RECORDS FOR THE TASK:

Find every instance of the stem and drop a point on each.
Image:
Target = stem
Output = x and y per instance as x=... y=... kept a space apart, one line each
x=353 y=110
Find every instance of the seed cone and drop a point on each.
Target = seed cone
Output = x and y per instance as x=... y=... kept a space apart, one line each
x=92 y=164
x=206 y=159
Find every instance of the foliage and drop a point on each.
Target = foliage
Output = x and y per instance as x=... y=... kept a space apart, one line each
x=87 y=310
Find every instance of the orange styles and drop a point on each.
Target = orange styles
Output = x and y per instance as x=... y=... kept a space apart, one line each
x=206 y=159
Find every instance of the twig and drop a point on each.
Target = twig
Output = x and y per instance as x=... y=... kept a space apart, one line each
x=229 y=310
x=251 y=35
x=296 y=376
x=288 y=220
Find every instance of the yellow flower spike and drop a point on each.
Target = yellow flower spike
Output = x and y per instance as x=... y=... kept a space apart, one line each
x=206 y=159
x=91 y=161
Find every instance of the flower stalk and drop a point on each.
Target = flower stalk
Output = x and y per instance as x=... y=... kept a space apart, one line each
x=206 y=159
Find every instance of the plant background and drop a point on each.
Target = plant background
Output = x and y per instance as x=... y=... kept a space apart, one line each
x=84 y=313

WHAT TO DO: Update the listing above so that every "drop a point" reads "place a marker", and leave all other wording unchanged.

ANSWER IN FULL:
Find every instance of the stem and place a marker on each.
Image:
Target = stem
Output = x and y per instance as x=... y=... kept a space apart, one line each
x=353 y=110
Find every instance of the seed cone and place a marker on each.
Target = seed cone
Output = x and y per instance as x=... y=... kept a space apart, one line each
x=92 y=164
x=206 y=159
Find every instance of the foliage and place a marker on each.
Target = foliage
Output = x and y per instance as x=... y=... kept a space apart, one line each
x=87 y=310
Find every instance of the orange styles and place a marker on each.
Target = orange styles
Output = x and y per instance as x=... y=... kept a space apart, one line each
x=206 y=159
Find every instance of the twig and place a marker on each.
Target = twig
Output = x and y per instance as x=... y=... kept a space apart, one line each
x=229 y=310
x=251 y=35
x=296 y=376
x=288 y=220
Find every instance of the yellow flower spike and place a marker on each.
Target = yellow flower spike
Output = x and y per instance as x=... y=... kept a space apart, one line each
x=206 y=159
x=91 y=161
Find every instance of the flower stalk and place a marker on each.
Target = flower stalk
Output = x and y per instance as x=... y=... kept a space apart, one line each
x=206 y=159
Find every instance of the plant background and place a marker on each.
Target = plant background
Output = x and y per instance as x=... y=... kept a space apart, one line each
x=84 y=313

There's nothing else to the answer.